[INSTRUCTION]:
Output exactly, please, the lines of the records below from the one containing "Locate every instance of the vertical" through the final line.

++++ DATASET ENTRIES ++++

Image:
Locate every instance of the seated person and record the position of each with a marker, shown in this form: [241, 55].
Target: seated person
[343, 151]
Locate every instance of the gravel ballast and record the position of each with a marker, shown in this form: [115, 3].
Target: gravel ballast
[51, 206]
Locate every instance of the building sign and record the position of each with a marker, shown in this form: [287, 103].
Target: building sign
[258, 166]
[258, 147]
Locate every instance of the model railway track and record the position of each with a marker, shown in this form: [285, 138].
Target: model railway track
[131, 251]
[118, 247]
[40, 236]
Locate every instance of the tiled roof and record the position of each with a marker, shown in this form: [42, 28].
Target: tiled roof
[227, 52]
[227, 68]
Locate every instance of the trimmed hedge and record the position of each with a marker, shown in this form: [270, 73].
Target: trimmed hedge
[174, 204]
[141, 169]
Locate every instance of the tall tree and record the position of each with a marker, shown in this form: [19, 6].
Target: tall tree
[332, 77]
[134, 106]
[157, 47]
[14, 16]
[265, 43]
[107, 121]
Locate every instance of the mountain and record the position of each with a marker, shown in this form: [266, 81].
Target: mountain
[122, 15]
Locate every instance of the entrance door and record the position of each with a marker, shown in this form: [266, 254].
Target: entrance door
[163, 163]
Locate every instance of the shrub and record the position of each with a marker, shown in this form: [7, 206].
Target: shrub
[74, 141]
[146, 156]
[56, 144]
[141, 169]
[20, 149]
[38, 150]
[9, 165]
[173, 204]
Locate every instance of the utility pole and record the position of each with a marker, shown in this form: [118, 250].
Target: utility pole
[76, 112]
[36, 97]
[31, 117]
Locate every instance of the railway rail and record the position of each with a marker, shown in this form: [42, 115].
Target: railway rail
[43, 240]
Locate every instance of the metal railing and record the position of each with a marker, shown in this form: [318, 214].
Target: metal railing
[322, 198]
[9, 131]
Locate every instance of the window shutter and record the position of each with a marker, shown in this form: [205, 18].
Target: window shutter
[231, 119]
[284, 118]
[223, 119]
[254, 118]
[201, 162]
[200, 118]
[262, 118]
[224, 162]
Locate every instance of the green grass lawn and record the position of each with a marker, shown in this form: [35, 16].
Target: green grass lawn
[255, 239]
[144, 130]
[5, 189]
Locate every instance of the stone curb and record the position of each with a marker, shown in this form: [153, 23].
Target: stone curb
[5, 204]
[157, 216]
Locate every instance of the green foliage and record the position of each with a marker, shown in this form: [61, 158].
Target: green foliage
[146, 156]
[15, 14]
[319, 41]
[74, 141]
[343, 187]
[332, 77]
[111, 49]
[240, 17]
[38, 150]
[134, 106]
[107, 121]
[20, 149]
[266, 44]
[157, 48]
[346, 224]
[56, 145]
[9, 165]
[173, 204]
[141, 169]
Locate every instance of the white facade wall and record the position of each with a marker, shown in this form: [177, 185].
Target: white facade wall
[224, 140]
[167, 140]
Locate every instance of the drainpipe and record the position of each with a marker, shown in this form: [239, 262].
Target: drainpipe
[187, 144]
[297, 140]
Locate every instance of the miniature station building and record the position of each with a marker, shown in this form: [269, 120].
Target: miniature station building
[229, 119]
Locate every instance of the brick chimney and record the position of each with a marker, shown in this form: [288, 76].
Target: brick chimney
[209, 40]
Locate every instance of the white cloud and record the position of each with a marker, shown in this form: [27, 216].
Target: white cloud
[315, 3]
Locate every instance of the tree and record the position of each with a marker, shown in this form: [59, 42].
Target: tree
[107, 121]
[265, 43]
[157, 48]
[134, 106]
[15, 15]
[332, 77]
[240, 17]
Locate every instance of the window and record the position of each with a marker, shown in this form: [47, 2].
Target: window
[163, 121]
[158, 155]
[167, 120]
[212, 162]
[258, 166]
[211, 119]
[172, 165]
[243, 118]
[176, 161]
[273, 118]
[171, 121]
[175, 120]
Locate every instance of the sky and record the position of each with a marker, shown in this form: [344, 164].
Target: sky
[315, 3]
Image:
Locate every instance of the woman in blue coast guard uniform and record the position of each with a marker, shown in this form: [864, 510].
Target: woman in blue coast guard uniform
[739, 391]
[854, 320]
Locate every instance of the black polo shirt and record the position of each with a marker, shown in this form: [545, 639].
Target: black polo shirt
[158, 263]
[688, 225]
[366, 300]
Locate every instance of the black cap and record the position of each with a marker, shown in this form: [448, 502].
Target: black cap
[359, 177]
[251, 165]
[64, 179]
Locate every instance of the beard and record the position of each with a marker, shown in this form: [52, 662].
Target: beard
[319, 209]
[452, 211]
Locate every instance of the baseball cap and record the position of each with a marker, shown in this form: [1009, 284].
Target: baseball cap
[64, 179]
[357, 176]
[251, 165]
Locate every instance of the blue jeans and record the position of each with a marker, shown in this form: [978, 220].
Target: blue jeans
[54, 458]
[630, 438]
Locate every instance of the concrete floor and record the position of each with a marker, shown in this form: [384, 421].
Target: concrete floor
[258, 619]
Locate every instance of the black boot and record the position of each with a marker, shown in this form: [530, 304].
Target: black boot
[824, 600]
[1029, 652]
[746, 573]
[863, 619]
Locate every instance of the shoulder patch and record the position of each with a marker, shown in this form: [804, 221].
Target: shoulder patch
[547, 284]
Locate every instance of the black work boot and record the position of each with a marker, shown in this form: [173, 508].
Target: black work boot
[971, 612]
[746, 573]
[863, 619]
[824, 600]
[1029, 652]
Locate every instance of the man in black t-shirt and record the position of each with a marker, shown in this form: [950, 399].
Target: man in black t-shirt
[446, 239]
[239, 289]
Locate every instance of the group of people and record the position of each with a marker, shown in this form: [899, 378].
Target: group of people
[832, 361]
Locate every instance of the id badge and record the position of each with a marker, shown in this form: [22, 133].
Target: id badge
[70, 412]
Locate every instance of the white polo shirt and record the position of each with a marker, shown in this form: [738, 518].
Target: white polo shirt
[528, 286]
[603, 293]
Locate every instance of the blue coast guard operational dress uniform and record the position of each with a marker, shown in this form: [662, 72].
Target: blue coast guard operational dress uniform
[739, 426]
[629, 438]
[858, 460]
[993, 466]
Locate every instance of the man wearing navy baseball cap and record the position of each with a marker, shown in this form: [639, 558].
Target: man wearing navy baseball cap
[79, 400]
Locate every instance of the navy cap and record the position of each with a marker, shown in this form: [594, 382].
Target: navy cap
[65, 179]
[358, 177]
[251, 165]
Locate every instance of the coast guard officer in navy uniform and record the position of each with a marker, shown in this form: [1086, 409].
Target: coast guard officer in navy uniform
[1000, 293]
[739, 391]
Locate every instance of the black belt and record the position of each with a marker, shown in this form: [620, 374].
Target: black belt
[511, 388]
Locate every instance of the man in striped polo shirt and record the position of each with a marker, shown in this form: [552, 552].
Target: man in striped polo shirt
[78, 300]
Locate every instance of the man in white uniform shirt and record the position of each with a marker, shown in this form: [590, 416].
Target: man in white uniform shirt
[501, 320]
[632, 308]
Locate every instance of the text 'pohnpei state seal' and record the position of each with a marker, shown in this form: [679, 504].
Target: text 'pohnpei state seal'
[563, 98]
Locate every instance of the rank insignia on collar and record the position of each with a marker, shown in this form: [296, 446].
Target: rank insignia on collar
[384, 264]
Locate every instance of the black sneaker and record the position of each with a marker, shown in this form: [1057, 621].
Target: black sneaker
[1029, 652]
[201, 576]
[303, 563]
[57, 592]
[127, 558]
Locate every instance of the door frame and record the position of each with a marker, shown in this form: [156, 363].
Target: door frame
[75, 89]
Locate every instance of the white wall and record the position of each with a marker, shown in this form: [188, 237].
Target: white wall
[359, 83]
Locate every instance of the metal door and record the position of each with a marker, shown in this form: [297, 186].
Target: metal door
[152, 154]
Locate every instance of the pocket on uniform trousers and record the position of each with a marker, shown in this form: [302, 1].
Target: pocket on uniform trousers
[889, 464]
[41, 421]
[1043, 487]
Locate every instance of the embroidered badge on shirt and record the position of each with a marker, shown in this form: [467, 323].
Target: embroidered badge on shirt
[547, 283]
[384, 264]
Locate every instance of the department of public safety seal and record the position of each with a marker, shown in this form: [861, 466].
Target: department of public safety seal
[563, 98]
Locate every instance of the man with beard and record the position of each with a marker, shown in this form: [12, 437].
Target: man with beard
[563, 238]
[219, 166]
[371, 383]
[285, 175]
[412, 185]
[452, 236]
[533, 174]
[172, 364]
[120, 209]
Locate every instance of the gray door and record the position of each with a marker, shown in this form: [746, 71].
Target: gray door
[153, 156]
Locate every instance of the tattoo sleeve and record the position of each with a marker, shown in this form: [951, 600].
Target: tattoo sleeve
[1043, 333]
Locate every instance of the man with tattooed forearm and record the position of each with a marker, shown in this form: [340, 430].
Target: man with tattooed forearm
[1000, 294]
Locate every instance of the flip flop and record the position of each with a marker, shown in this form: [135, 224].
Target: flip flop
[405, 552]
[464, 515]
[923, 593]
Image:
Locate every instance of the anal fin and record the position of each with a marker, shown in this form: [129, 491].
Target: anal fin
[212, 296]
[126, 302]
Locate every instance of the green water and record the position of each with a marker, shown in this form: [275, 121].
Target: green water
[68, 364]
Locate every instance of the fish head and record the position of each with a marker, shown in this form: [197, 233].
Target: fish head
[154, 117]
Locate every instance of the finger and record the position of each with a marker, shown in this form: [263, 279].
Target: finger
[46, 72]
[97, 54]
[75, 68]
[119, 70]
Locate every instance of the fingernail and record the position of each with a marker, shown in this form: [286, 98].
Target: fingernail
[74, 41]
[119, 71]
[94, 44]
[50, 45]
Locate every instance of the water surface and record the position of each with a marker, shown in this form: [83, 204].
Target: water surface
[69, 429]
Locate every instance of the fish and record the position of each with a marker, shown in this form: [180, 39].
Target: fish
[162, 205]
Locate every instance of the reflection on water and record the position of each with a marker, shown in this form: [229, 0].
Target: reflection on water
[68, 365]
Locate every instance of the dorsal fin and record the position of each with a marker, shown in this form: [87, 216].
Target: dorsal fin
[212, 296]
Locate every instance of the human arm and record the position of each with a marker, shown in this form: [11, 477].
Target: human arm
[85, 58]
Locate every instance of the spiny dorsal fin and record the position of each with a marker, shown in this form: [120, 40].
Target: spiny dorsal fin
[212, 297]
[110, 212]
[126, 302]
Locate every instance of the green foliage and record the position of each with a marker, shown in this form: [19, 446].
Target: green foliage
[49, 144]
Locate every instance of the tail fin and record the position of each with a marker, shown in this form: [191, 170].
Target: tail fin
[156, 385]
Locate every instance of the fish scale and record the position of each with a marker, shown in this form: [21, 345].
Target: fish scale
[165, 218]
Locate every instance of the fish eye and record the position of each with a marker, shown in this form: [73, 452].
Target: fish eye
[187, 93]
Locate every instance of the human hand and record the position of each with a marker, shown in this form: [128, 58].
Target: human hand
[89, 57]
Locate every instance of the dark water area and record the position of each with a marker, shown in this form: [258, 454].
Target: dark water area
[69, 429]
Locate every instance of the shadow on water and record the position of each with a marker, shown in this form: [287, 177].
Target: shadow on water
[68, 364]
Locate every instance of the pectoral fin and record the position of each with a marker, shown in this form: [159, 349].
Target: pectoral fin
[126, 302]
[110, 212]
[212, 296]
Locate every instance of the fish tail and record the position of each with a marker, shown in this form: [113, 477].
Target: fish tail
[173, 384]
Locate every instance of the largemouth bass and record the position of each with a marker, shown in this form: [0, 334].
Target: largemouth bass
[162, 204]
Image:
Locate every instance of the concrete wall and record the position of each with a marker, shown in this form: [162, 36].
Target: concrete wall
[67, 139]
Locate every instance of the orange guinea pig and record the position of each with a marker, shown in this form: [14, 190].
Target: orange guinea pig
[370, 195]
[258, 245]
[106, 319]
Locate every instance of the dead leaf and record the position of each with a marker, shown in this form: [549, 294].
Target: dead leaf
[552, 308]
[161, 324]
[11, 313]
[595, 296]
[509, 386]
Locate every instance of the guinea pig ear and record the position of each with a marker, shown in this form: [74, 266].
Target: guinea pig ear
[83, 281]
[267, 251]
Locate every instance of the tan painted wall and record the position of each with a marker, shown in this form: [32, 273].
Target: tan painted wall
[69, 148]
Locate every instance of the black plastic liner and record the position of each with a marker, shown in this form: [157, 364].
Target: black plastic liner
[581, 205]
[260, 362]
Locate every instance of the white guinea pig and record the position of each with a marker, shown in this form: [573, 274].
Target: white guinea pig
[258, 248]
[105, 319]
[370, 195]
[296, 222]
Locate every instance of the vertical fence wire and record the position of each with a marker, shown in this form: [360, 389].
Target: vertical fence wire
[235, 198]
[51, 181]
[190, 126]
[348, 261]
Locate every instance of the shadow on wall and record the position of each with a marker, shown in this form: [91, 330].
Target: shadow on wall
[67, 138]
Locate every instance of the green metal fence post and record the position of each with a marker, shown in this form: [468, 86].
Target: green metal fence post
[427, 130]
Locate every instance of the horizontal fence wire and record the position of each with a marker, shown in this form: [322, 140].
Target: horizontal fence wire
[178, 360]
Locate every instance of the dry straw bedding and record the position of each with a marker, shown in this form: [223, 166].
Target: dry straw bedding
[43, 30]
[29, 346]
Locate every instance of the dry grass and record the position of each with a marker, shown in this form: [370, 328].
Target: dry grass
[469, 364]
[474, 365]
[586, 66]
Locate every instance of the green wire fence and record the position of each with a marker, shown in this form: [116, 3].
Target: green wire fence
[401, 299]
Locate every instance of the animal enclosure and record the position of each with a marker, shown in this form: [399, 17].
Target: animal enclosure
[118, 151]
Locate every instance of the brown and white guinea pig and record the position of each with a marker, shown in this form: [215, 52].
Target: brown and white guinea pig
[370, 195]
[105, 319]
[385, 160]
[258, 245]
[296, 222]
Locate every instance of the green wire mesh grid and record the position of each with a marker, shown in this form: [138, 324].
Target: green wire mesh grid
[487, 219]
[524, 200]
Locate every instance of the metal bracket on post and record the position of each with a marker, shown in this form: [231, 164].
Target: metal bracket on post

++++

[RESULT]:
Locate every instance of the vertical fence wire and record the position of each with a marker, shown in this form: [360, 389].
Target: vertical fence wire
[235, 198]
[51, 181]
[190, 126]
[348, 261]
Locate every instance of the shadow on wall and record the position of each with a marker, shown in this form: [91, 330].
Target: shadow on wall
[67, 138]
Locate every instance of the green metal fence post and record the position of each with a marker, shown in this form: [468, 86].
Target: green metal fence post
[427, 130]
Locate every instance of the horizontal fence wire and record the position of each with a marker, shown in this form: [322, 140].
Target: horizontal fence wire
[178, 360]
Locate every instance of the dry straw bedding and record the position of each with a marker, shown in this form: [223, 166].
Target: dry straw bedding
[43, 30]
[29, 346]
Locate every instance of the dry grass and record the position of each with a marker, shown in this form: [370, 328].
Target: dry grass
[469, 364]
[474, 365]
[586, 66]
Locate every instance of the green wire fence and record the position of each with a marker, shown in this form: [116, 3].
Target: green wire fence
[401, 299]
Locate every instance of the animal enclosure and record the position of each with a marker, shown in this form: [399, 17].
Target: animal enclosure
[118, 151]
Locate every instance of the brown and white guinea pig and record the position of each with a marker, shown in this form: [215, 52].
Target: brown and white guinea pig
[370, 195]
[105, 319]
[385, 160]
[258, 245]
[296, 222]
Locate every instance of the green wire mesh grid and record the position of each with a marker, shown in this form: [138, 324].
Target: green wire mesh grid
[487, 219]
[524, 200]
Locate every instance of the metal bracket on post and record the position of each with a marker, shown in this form: [231, 164].
Target: metal bracket on post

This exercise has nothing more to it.